FRAGMENTO DEL TEXTO |
........
Ese cuento era un tributo homónimo a “El karma de ciertas chicas”, incluido en
su libro “Nadar de noche”. El cuento que da título y cierra el volumen narra un
encuentro con su padre, al borde de una piscina de una casa prestada, cuatro
años después de su muerte.
Entre
sus protagonistas se destacan los artistas y científicos locos, excéntricos,
purgados políticos y parias. Para Forn vida y obra son indisociables y como
hombre del siglo XX este es el periodo al que dedica su escritura. Uno de sus
escenarios preferidos es la Segunda Guerra.
En
él desfilan, entre otros, polacos, judíos y comunistas –algunos de ellos
encarnando esta triple condición al mismo tiempo– durante la ocupación alemana
o la Unión Soviética de Stalin. Uno de sus tantos poetas suicidas, Ossip
Mandelstam, escribió un “Epigrama contra Stalin” luego de que este haya mandado
retratarse leyendo un libro.
Pero
había un detalle que había pasado inadvertido para la mayoría: el hombre de acero
necesitaba seguir con los dedos las líneas a medida que iba leyendo. “Tus bigotes de
cucaracha, tus dedos como gordos gusanos”, rezaba parte del epíteto.
........
Vuelve a escribir tal cual la parte del fragmento sobre Forn que empieza con "Ese cuento era" y sigue hasta "de su muerte.".

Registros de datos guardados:
........
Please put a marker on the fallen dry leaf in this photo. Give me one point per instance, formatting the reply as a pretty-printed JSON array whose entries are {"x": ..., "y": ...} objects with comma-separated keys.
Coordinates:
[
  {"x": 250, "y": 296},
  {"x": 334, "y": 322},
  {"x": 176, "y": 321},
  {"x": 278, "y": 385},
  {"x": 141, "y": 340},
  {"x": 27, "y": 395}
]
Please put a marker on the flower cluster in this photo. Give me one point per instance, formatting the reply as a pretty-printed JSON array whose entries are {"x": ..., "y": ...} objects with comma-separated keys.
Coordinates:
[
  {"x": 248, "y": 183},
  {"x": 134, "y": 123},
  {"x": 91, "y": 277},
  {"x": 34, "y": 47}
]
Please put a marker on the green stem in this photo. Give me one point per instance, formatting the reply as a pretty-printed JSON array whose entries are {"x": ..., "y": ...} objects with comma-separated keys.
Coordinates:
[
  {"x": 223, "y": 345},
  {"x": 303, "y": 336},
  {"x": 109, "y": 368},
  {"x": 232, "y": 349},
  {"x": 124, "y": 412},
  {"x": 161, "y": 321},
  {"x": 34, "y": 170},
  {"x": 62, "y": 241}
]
........
SOLUCIÓN DEL EJERCICIO |
Ese cuento era un tributo homónimo a “El karma de ciertas chicas”, incluido en
su libro “Nadar de noche”. El cuento que da título y cierra el volumen narra un
encuentro con su padre, al borde de una piscina de una casa prestada, cuatro
años después de su muerte.